• **Задание**:
По отрывку «История одной книги» ответьте на вопросы:
(a) В каком году вышло первое издание «Русской Христоматии»?
(b) В какой книге князя П. А. Вяземского помещен анекдот о Карамзине?
(c) Как Карамзин велел слуге записать его, если его не примут?

Оценить:
 Рейтинг: 0

История одной книги

Год написания книги
1891
На страницу:
1 из 1
Настройки чтения
Размер шрифта
Высота строк
Поля
История одной книги
Алексей Дмитриевич Галахов

«И у книг есть своя судьба… Имела ее и моя «Русская Христоматия», вышедшая первым изданием в 1843 году. Но прежде чем приступить к рассказу о том, что выражает эпиграф, я дозволю себе маленькое отступление…»

Алексей Галахов

История одной книги

(Отрывок из воспоминаний)

Habent suuin fatum libella.

И у книг есть своя судьба… Имела ее и моя «Русская Христоматия», вышедшая первым изданием в 1843 году. Но прежде чем приступить к рассказу о том, что выражает эпиграф, я дозволю себе маленькое отступление.

В «Старой записной книжке» князя П. А. Вяземского помещен следующий забавный анекдот: «Когда Карамзин был назначен историографом, он отправился к кому-то с визитом и сказал слуге: если меня не примут, то запиши меня – Карамзин, историограф. Когда слуга возвратился и сказал, что хозяина нет дома, Карамзин спросил его:

– А записал ли ты меня?

• **Выдержки из данных**:

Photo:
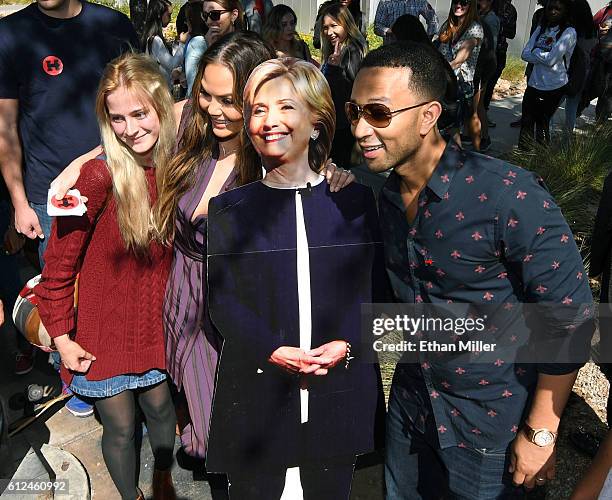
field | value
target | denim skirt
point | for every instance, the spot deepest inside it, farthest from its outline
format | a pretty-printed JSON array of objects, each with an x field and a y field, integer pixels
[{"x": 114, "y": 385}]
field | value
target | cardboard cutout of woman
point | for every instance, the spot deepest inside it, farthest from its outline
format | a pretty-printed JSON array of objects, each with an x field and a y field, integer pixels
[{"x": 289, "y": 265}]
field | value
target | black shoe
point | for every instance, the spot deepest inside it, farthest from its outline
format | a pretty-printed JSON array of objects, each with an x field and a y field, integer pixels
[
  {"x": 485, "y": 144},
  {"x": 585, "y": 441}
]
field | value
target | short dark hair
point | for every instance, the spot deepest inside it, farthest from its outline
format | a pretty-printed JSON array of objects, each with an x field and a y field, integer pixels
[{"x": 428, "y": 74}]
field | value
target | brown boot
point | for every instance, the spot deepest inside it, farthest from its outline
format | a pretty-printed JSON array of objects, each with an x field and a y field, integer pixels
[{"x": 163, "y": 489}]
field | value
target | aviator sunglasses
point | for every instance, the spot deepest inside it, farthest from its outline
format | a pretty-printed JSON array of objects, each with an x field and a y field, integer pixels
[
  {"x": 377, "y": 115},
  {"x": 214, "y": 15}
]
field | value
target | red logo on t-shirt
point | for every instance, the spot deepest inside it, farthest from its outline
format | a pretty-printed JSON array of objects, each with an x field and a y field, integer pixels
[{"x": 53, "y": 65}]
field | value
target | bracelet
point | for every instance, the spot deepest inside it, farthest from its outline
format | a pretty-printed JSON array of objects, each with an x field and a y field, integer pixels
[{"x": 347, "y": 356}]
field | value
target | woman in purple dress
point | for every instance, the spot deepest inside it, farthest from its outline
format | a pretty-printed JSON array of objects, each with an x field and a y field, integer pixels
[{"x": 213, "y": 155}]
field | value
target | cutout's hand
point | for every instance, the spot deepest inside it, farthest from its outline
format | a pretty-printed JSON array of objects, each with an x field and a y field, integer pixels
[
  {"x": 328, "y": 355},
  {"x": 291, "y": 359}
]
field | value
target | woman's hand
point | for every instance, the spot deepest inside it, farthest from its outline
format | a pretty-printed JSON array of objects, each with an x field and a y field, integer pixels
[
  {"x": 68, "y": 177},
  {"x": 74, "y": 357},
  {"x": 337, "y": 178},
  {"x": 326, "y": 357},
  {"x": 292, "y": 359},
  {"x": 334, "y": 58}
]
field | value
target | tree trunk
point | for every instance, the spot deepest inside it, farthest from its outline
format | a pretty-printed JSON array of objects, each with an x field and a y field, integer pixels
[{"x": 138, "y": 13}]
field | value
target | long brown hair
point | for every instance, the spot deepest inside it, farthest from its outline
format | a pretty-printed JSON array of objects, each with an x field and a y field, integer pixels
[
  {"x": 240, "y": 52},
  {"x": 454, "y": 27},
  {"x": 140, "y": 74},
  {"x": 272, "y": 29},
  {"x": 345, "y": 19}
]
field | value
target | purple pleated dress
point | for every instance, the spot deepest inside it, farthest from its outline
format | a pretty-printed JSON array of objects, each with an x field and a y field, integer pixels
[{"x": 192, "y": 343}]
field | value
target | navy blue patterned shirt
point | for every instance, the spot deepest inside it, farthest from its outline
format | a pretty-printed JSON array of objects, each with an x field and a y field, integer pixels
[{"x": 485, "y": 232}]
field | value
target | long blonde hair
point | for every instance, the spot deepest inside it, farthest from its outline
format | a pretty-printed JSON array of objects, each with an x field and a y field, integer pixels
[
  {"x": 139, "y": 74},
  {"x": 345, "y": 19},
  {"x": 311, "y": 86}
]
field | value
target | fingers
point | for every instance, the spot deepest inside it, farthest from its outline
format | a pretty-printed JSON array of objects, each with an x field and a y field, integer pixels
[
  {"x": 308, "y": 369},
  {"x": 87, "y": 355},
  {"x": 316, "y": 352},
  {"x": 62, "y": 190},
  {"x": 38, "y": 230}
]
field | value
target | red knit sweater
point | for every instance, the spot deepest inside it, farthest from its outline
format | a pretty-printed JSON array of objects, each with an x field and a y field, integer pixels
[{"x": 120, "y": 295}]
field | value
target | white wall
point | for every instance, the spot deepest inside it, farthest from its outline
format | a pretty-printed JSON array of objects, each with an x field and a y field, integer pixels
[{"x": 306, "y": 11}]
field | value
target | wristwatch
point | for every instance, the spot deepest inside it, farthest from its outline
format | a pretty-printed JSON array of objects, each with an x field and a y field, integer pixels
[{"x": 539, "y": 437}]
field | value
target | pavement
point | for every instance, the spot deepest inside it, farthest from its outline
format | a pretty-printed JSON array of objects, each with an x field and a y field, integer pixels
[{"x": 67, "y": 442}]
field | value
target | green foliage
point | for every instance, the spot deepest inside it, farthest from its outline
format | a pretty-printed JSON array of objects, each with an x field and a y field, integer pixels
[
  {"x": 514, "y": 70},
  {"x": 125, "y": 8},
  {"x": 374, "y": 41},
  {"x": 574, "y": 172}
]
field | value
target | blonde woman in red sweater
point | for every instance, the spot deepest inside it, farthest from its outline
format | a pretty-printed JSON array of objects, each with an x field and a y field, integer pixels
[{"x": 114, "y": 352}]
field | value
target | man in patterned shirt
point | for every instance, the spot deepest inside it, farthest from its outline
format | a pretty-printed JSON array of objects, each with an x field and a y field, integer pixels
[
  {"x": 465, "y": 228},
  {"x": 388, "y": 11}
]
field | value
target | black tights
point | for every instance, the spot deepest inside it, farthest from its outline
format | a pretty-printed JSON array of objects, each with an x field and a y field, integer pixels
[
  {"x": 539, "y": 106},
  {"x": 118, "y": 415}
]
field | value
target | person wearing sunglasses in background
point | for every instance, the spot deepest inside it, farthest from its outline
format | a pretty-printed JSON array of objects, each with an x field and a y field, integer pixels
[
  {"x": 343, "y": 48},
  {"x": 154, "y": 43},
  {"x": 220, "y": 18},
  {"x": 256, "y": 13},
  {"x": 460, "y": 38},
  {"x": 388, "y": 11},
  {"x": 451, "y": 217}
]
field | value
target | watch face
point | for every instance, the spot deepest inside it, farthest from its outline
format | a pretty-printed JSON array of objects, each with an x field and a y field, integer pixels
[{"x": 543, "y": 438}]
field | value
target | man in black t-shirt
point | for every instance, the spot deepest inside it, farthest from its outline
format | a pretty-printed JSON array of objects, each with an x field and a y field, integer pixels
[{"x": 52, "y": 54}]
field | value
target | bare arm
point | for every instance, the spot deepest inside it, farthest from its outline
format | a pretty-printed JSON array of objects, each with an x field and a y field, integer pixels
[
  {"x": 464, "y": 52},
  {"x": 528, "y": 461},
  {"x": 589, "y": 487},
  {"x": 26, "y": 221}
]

• **Решение задания**:
(a) В 1843 году.
(b) В «Старой записной книжке».
(c) «Карамзин, историограф».